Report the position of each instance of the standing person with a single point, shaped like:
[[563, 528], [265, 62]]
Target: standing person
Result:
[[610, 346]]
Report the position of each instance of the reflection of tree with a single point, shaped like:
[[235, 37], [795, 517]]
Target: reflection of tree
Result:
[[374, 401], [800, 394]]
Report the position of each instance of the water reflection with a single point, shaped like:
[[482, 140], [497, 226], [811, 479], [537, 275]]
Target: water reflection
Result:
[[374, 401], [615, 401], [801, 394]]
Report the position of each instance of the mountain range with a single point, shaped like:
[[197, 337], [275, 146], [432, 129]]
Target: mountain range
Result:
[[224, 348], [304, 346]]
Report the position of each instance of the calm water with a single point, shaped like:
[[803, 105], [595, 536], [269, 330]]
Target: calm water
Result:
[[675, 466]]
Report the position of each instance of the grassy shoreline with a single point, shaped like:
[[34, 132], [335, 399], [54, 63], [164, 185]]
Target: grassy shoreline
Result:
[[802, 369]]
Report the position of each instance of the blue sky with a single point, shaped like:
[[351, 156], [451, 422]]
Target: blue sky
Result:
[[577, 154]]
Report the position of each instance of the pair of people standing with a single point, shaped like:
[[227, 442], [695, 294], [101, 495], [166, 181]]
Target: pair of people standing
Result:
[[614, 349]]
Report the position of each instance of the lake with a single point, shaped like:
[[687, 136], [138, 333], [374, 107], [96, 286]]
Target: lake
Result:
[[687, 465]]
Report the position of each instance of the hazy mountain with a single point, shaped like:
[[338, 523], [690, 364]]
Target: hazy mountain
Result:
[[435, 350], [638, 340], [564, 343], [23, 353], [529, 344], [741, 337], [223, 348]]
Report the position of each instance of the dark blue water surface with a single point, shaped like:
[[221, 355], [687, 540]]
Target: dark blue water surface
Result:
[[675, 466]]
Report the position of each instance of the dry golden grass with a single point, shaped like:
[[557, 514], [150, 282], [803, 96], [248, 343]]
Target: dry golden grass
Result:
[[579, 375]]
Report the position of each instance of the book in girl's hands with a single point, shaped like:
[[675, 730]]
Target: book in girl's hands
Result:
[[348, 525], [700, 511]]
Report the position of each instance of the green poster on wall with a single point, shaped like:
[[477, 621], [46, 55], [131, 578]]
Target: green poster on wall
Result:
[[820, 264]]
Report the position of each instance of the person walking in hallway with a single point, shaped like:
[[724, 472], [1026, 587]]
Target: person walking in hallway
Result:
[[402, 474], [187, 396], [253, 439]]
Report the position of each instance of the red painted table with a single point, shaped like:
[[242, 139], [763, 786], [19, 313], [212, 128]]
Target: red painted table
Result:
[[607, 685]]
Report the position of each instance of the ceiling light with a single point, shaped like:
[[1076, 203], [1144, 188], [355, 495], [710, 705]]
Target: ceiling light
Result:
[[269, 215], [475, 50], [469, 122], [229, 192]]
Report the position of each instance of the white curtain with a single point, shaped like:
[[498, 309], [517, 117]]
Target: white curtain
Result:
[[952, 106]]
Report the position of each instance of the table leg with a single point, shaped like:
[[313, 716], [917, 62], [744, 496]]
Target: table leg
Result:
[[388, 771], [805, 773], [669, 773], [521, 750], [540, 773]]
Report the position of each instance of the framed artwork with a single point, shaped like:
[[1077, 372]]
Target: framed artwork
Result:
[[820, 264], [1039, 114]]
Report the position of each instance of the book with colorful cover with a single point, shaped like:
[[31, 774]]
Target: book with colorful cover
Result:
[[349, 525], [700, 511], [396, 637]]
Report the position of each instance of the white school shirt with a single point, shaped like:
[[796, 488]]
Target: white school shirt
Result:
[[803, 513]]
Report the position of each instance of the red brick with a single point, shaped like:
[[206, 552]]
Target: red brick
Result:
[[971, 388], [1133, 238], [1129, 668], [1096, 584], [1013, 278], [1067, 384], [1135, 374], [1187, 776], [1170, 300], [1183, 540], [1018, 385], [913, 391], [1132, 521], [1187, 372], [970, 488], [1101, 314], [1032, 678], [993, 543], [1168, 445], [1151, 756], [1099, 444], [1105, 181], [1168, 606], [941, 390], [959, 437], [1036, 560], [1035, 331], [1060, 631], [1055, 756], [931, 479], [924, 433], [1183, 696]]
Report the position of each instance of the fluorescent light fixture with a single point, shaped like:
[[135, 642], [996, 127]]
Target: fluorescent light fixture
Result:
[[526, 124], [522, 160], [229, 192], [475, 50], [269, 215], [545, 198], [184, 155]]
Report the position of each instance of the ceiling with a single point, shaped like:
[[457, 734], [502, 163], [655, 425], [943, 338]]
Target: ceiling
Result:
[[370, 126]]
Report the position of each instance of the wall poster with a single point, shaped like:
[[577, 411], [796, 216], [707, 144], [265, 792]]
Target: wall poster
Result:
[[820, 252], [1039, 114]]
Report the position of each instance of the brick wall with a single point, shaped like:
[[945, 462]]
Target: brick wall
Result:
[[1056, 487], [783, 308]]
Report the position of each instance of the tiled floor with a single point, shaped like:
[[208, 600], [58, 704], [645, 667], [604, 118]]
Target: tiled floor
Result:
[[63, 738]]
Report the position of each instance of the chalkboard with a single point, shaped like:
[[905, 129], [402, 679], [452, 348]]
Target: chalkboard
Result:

..........

Please rewrite every item above, substituting "Object" for each "Target" and keeping everything else the same.

Report the position of each instance of the standing person with a single point, shaped like:
[[563, 528], [265, 62]]
Object: standing person
Result:
[[610, 346]]
Report the position of each instance of the reflection of tree with a single point, shaped like:
[[235, 37], [795, 517]]
Object: reflection of tree
Result:
[[374, 401], [800, 394]]
Report the position of each instance of the water reflection with a single point, shaped like:
[[482, 140], [497, 226], [811, 479], [537, 275]]
Object: water reflection
Result:
[[374, 401], [615, 401], [801, 394]]
Report the position of each instance of the mountain range with a single point, shaped like:
[[197, 337], [275, 146], [432, 129]]
Object: mountain range
Result:
[[224, 348], [304, 346]]
Report the position of each instance of the calm water with a single point, shaped like:
[[803, 105], [595, 536], [269, 330]]
Object: calm water
Result:
[[675, 466]]
Report the position of each instance of the grassy shoreline with a single point, shaped like:
[[34, 132], [335, 399], [54, 63], [164, 185]]
Object: grassy shoreline
Result:
[[802, 369]]
Report the position of each instance of the blue sky with a single point, shaped like:
[[351, 156], [451, 422]]
Object: blue sky
Result:
[[577, 154]]
Report the position of each instance of the pair of people standing with a single point, shaped like:
[[227, 442], [695, 294], [101, 495], [166, 181]]
Object: pair of people standing
Result:
[[614, 349]]
Report the position of each instance of the lake with a single point, shaped like:
[[687, 136], [138, 333], [374, 107], [96, 286]]
Object: lake
Result:
[[687, 465]]
Report the position of each instance of the hazy mountain with a single point, shaped like:
[[338, 523], [690, 364]]
Object: hazy mountain
Result:
[[435, 350], [638, 340], [564, 343], [23, 353], [529, 344], [741, 337], [223, 348]]
Report the position of each instance of the dark blue water surface with a single point, shaped like:
[[221, 355], [687, 540]]
Object: dark blue water surface
Result:
[[675, 466]]
Report the position of each instance of the dry golden grass with a single point, shaped like:
[[557, 514], [150, 282], [803, 96], [248, 343]]
Object: dry golden grass
Result:
[[579, 375]]
Report the position of each instance of the book in girl's hands with a single point, shaped like:
[[675, 730]]
Object: book in girl's hands
Result:
[[348, 525], [700, 511]]
Report the position of each instance of the green poster on wall with a single point, shaped like:
[[477, 621], [46, 55], [131, 578]]
Object: green poster on wall
Result:
[[820, 264]]
Report the position of each instance of the person walking in hallway with a single point, shaped like:
[[724, 472], [1026, 587]]
Object: person walking in hallway
Result:
[[402, 474], [187, 396], [253, 439]]
Report the position of each instance of the red painted table with a single point, shaped like:
[[242, 139], [763, 786], [19, 313], [212, 128]]
Object: red painted table
Result:
[[607, 685]]
Report the position of each instance of the ceiling light with a single point, shaped like:
[[1076, 203], [1144, 188], [355, 495], [710, 705]]
Object: ceiling light
Result:
[[269, 215], [475, 50], [469, 122], [229, 192]]
Report the position of each instance of the white curtain with a single point, shaped like:
[[498, 309], [517, 117]]
Object: white curtain
Result:
[[952, 106]]
Report the position of each instance of the table leg with a single point, shaped like:
[[313, 716], [917, 62], [744, 496]]
Object: table leg
Result:
[[388, 771], [805, 773], [669, 773], [521, 750], [540, 773]]
Report the position of each instance of the framed artwork with a single point, shaped like:
[[1077, 372]]
Object: framed artwork
Result:
[[820, 264], [1039, 114]]
Report the position of each instance of the book with colorful cover with a single point, shaped like:
[[31, 774]]
Object: book with colorful cover
Result:
[[349, 525], [700, 511], [396, 637]]
Report the position of each instance of the white school shirt with a single point, shaped like:
[[796, 488]]
Object: white school shirt
Result:
[[803, 513]]
Report the position of each instance of the red brick with a single point, shaped like:
[[206, 552]]
Object: red brick
Result:
[[971, 388], [1133, 238], [1129, 668], [1096, 584], [1013, 278], [1067, 384], [1135, 374], [1187, 776], [1170, 300], [1183, 540], [1018, 385], [913, 391], [1132, 521], [1187, 372], [970, 488], [1101, 314], [1032, 678], [993, 543], [1168, 445], [1151, 756], [1099, 444], [1105, 181], [1168, 606], [941, 390], [959, 437], [1036, 560], [1035, 331], [1060, 631], [1055, 756], [931, 479], [924, 433], [1183, 696]]
Report the position of each instance of the fluorescent light fixture with a single point, shaped like:
[[135, 642], [996, 127]]
Object: fluorescent light fixture
Result:
[[526, 124], [522, 160], [229, 192], [475, 50], [269, 215], [545, 198], [184, 155]]
Report the position of each instance of the ceiling with a single point, shaped like:
[[457, 734], [502, 163], [655, 425], [943, 338]]
Object: ceiling
Result:
[[370, 126]]
Report the position of each instance of the wall poster with a single point, shaped like:
[[577, 411], [796, 216], [707, 144], [265, 792]]
Object: wall poster
Result:
[[820, 252], [1039, 114]]
Report the position of each instance of the brick wall with a single point, shaped like:
[[945, 462]]
Object: brick wall
Result:
[[1056, 487], [783, 308]]
Report the position of each instance of the tiled floor with a single point, shaped like:
[[208, 600], [58, 704], [645, 667], [604, 118]]
Object: tiled floor
Result:
[[63, 738]]
Report the position of each instance of the chalkboard with a single point, shaped like:
[[905, 129], [402, 679], [452, 348]]
Object: chalkboard
Result:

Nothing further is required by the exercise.